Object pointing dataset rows
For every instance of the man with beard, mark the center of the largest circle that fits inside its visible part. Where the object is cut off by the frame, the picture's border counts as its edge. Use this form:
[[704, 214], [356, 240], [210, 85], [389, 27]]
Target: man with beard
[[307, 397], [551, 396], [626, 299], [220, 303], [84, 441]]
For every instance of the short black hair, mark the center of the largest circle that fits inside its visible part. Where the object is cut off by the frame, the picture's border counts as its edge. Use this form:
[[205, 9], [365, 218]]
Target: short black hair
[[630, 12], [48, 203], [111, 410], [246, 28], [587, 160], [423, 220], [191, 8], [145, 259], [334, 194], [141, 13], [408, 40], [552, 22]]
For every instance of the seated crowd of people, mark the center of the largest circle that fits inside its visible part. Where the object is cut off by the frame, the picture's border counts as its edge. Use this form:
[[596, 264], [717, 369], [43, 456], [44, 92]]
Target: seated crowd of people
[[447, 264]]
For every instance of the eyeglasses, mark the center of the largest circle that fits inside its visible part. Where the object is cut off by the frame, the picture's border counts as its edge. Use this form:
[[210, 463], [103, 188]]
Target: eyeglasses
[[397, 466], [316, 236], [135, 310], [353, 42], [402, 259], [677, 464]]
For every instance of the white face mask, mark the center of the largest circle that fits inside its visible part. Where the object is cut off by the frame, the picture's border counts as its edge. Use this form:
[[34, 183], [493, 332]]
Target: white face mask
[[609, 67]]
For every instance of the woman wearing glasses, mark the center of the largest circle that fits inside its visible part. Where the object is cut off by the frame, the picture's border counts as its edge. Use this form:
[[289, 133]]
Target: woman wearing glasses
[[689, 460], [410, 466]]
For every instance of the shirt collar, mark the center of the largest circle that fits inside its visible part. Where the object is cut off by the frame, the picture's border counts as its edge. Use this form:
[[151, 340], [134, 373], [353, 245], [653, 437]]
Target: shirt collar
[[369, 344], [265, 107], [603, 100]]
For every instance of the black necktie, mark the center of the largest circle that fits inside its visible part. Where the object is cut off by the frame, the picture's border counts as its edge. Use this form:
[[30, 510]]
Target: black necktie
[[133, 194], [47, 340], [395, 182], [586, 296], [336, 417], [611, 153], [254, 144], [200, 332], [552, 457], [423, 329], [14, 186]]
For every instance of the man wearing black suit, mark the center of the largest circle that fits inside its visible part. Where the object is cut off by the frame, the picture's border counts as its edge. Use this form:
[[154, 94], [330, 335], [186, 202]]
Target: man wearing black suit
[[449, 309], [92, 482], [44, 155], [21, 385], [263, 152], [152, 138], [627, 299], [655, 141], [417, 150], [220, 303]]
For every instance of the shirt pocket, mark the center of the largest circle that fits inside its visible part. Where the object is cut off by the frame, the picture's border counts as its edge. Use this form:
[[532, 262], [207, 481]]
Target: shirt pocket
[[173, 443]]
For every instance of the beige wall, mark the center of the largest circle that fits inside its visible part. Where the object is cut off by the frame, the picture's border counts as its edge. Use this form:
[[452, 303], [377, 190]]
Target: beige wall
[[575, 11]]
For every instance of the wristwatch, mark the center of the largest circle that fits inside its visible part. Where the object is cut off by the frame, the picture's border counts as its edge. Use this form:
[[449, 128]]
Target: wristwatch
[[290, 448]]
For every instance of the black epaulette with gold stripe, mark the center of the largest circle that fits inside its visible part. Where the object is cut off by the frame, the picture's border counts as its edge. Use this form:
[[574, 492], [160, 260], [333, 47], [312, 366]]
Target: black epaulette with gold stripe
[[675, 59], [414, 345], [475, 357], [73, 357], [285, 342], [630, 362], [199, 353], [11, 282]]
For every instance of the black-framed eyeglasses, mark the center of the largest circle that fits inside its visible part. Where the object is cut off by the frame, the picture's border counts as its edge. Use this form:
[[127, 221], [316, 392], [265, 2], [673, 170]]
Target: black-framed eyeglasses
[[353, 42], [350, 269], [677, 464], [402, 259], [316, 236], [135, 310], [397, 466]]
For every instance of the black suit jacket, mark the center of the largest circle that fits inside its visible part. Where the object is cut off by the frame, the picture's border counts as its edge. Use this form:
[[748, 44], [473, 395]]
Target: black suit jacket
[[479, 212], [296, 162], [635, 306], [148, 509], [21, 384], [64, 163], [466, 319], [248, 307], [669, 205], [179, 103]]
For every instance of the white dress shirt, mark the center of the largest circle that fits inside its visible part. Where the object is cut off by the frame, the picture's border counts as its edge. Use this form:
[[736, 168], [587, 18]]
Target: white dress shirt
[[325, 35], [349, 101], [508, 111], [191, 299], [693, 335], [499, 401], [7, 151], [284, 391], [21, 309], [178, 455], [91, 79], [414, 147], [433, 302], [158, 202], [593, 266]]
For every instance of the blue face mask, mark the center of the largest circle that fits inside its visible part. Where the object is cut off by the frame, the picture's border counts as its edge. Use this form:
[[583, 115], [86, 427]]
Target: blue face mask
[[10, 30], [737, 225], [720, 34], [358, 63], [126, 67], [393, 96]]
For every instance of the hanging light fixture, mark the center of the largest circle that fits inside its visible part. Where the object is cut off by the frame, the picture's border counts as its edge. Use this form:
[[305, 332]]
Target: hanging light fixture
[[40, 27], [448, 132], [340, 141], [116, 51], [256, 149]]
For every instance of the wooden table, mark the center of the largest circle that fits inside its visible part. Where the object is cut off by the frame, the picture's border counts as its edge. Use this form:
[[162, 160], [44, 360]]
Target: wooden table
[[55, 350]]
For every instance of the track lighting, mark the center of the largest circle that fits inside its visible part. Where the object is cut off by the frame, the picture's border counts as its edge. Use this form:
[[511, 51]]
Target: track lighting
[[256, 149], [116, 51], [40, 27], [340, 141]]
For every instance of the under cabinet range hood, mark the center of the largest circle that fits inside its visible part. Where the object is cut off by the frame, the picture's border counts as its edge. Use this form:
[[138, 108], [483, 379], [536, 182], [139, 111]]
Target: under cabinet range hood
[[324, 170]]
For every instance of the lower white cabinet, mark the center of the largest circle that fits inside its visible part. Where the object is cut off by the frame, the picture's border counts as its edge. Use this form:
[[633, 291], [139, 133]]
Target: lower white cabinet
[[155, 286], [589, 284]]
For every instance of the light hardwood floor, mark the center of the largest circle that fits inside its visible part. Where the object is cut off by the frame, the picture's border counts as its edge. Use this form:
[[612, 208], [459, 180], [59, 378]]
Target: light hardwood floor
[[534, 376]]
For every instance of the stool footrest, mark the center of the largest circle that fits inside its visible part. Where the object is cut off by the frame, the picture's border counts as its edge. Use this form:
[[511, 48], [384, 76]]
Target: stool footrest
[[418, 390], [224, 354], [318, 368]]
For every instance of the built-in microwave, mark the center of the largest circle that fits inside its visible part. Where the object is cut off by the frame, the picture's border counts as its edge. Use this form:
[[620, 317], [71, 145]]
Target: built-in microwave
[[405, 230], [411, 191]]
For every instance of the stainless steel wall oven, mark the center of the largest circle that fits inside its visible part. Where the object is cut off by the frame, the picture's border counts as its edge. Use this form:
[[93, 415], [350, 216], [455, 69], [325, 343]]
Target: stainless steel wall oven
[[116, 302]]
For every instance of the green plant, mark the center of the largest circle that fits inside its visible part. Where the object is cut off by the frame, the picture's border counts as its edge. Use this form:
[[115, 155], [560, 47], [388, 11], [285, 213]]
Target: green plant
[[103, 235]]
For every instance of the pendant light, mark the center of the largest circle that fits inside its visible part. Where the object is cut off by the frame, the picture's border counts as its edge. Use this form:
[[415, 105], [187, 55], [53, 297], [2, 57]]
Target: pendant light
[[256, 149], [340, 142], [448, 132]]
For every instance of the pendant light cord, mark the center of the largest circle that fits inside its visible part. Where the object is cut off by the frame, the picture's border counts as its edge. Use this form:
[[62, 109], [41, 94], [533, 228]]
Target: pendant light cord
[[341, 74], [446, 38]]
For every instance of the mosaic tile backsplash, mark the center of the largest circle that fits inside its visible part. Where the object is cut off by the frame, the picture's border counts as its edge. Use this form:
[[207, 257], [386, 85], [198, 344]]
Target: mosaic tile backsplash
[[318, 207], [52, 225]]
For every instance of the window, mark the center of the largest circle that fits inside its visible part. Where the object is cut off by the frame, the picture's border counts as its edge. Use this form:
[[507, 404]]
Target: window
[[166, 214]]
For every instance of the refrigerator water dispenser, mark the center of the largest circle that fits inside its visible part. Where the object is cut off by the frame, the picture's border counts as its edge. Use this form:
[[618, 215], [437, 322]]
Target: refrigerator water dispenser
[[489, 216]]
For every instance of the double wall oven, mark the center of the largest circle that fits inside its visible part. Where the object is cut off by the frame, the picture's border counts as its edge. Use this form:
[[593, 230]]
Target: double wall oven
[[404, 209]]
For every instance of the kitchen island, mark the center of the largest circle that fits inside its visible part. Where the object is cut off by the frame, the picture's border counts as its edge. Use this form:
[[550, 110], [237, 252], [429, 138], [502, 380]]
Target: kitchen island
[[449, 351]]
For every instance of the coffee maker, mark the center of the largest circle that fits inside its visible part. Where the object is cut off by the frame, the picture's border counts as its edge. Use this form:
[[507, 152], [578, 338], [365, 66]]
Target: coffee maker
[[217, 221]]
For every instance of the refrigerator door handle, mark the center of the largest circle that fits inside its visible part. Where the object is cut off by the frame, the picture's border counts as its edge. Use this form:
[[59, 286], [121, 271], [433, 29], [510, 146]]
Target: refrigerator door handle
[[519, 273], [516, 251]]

REQUIRED TASK: Set down, word for word, only the lines running from the line with "For every instance of the coffee" to the last line of the listing above. Both of those lines belong in your answer.

TASK SOLUTION:
For every instance of the coffee maker, mark the center of the largest circle that fits inside its visible part. Where the object is cut off by the frame, the picture's border counts as its edge. Use this form:
[[507, 152], [578, 338], [365, 66]]
Target: coffee maker
[[217, 221]]
For every instance of the refrigerator door handle, mark the center of the largest circle that fits inside its visible part. Where the object is cut off by the frame, the picture's border counts as its edge. Use this form:
[[59, 286], [121, 271], [433, 29], [510, 146]]
Target: refrigerator door handle
[[519, 273], [516, 251]]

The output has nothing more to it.